EXERCISE:
Can you rewrite these lines with every "pixel-level" changed to "pixel-coordinate" and nothing else altered, leaving the pictures out?

GIVEN RECORDS:
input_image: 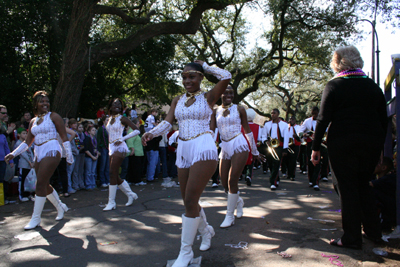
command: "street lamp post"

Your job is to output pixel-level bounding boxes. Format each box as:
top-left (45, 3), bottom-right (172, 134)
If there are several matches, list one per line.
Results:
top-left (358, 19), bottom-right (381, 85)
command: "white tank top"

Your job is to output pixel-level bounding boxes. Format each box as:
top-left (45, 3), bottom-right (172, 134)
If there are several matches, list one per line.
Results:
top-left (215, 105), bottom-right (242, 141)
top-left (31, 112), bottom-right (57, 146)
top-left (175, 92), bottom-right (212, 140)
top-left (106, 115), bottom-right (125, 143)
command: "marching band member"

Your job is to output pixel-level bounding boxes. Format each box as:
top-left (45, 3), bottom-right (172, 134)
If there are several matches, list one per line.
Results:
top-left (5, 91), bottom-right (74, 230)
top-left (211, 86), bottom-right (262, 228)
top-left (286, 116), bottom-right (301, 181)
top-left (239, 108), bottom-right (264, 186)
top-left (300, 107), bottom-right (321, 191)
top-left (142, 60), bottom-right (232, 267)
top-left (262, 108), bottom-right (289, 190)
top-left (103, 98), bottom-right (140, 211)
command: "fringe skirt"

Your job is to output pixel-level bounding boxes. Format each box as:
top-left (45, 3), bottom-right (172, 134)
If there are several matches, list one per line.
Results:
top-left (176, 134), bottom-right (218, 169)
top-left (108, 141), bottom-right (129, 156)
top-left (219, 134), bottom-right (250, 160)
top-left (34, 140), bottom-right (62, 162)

PROBLEM SOLUTION:
input_image: 
command: "street lamp post"

Your job is to output pixel-coordinate bounding boxes. Format each box as:
top-left (45, 3), bottom-right (172, 134)
If there are several matches, list one per line.
Results:
top-left (358, 19), bottom-right (381, 85)
command: "white tank top"

Your job is to output pixel-coordinate bounding boxes. Format each box as:
top-left (45, 3), bottom-right (172, 134)
If there are several matches, list one per line.
Results:
top-left (215, 105), bottom-right (242, 141)
top-left (31, 112), bottom-right (57, 146)
top-left (175, 92), bottom-right (212, 140)
top-left (106, 115), bottom-right (125, 143)
command: "marching band member"

Your job is to output pixel-coordinate bounding boxes. Format each box as:
top-left (45, 3), bottom-right (172, 134)
If there are several matches, list one per line.
Results:
top-left (5, 91), bottom-right (74, 230)
top-left (211, 86), bottom-right (262, 228)
top-left (286, 116), bottom-right (301, 181)
top-left (239, 108), bottom-right (264, 186)
top-left (300, 107), bottom-right (321, 191)
top-left (142, 60), bottom-right (232, 267)
top-left (262, 108), bottom-right (289, 190)
top-left (103, 98), bottom-right (140, 211)
command: "fringe skirt"

Your job is to output pixel-coordinate bounding boxes. Format each box as:
top-left (45, 3), bottom-right (172, 134)
If there are several matches, list one per line.
Results:
top-left (176, 134), bottom-right (218, 169)
top-left (108, 141), bottom-right (129, 156)
top-left (219, 134), bottom-right (250, 160)
top-left (34, 140), bottom-right (62, 162)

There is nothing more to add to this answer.